* [Given passage]:
----
4 Working With Data

You can download the demo data files fro various types from the link below:-

CLICK here to open the datasets folder

4.1 Importing Data into R

4.1.1 Import flat files (.csv, .txt )

# install th read r package
install.packages(readr)
# load the read r package
library(readr)
# read csv file using read.table()
df1 <- read_csv("data/demo csv data.csv", show_col_types = FALSE)
# read txt file that doesnot headers
df2 <- read_delim("data/demo data text.txt")
# Or use
df3 <- read_tsv("data/demo data text.txt")

4.1.2 Import Excel data file

# install package
install.packages("readxl")
# load package
library(readxl)
# by default, it loads the first sheet
excel_data <- read_excel("data/demo excel data.xlsx")
# if the excell workbook has many sheets and you want to
# load a specific one, e,g, sheet two
excel_data <- read_excel("data/demo excel data.xlsx", sheet = 2)
----
* [Raw data]:

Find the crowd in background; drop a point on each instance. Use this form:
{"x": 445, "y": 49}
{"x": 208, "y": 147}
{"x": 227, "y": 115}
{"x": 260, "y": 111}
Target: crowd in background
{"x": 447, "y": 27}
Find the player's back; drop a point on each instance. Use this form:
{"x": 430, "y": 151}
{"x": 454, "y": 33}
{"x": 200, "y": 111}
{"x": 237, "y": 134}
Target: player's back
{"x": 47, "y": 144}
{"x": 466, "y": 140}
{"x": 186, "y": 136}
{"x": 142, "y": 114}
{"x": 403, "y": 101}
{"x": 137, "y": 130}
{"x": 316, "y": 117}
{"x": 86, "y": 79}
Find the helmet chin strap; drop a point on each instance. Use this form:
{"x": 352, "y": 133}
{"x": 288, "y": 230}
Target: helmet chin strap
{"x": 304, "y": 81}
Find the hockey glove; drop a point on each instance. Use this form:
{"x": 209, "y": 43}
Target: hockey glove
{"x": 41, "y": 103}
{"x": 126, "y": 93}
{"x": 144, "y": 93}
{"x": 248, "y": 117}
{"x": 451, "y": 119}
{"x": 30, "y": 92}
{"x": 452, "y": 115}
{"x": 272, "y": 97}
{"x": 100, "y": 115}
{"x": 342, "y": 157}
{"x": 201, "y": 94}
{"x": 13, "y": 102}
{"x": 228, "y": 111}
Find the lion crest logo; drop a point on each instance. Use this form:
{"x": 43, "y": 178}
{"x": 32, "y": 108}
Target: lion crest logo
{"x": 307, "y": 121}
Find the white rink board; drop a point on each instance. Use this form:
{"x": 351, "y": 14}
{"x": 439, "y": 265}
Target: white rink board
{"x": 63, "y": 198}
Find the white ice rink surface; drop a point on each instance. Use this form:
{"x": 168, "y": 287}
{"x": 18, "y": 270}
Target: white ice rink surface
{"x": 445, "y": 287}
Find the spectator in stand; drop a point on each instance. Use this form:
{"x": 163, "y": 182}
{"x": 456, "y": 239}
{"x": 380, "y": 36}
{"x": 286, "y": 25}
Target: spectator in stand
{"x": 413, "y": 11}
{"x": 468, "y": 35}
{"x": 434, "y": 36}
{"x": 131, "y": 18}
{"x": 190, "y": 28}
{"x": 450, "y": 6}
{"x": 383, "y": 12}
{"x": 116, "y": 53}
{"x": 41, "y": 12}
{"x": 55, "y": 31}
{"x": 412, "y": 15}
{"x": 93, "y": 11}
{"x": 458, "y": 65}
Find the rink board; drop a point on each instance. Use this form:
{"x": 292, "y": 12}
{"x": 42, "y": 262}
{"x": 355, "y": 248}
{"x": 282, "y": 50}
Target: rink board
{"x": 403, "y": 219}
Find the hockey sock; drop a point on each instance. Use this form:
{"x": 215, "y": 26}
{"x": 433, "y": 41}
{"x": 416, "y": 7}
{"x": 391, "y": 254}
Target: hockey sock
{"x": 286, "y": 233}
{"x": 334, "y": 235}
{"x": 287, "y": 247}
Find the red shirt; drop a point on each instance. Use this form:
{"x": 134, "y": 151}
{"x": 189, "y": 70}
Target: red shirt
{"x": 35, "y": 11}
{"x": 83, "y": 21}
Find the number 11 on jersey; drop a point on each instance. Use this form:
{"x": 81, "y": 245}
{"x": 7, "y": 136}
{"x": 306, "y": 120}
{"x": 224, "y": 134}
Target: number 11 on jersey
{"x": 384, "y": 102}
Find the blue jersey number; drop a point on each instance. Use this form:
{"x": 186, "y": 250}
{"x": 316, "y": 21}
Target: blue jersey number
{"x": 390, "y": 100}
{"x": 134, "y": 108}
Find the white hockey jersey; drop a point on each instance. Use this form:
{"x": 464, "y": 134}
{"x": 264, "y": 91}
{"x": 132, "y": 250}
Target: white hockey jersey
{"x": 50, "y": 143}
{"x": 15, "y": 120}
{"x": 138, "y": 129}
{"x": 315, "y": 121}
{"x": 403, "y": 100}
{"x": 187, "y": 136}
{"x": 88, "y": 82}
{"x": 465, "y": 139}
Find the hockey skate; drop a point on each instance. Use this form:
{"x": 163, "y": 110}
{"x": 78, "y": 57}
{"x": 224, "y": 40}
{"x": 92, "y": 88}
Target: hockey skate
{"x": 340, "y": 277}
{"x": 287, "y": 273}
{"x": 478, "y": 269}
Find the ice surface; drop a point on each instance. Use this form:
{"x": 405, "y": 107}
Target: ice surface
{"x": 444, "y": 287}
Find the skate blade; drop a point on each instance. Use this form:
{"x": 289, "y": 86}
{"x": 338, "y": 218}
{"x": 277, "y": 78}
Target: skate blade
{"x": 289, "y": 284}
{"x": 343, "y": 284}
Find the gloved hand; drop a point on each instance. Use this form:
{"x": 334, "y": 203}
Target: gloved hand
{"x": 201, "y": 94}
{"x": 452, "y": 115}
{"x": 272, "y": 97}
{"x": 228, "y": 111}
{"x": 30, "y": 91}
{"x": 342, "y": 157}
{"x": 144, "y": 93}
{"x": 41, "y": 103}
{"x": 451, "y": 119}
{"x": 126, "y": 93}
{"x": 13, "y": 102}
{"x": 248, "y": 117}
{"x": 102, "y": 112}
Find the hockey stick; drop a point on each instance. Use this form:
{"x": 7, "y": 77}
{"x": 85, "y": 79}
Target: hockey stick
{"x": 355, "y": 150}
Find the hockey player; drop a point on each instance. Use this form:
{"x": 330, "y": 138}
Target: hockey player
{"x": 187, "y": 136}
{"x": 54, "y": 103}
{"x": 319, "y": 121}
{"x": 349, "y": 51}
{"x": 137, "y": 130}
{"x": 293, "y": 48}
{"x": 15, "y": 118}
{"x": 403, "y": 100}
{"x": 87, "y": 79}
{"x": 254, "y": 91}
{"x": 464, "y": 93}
----
* [What you will do]:
a: Answer these questions about the tutorial on importing data into R, one answer per line, marked the same way:
(i) Which package is installed and loaded for reading Excel files?
(ii) Besides read_delim, which function does the tutorial give for reading "demo data text.txt"?
(iii) What argument and value load the second sheet of a workbook?
b: Translate this sentence from the tutorial on importing data into R into Spanish: "by default, it loads the first sheet".
c: Continue the tutorial on importing data into R from the point where it stops.

* [Written responses]:
a:
(i) readxl
(ii) read_tsv
(iii) sheet = 2

b: de forma predeterminada, carga la primera hoja

c:
4.1.3 Import STATA data file

install.packages("readstata13")
library(readstata13)
stata_data <- read.dta13("data/demo stata data.dta", generate.factors = TRUE)

4.1.4 Importing R data file

load("data/demo R data.rda")

4.1.5 Importing Web data file

Data on the web comes in several modes, for example:

  1. files that you can download

  2. APIs

  3. content such as HTML tables

  4. custom data browsers

  5. and more.

However, for this section, let us keep it basic, If interested is the other option, contact the author for some materials OR code that might not be in this book.

4.1.6 Inbuilt Datasets

To see the list of pre-loaded datasets, type the function data()

# Loading
data(mtcars)
# learn more about the data
`?`(mtcars)
# OR
help(mtcars)

In case you want to get a list of datasets in a specific R package using data()

# list available datasets in ggplot2 package
data(package = "ggplot2")

4.1.7 Other file formats

File Type File extension function package
Database file type .dbf read.dbf() foreign
SPSS data file .sav read_spss() haven
SQL Database
  • dbConnect()

  • dbGetQuery()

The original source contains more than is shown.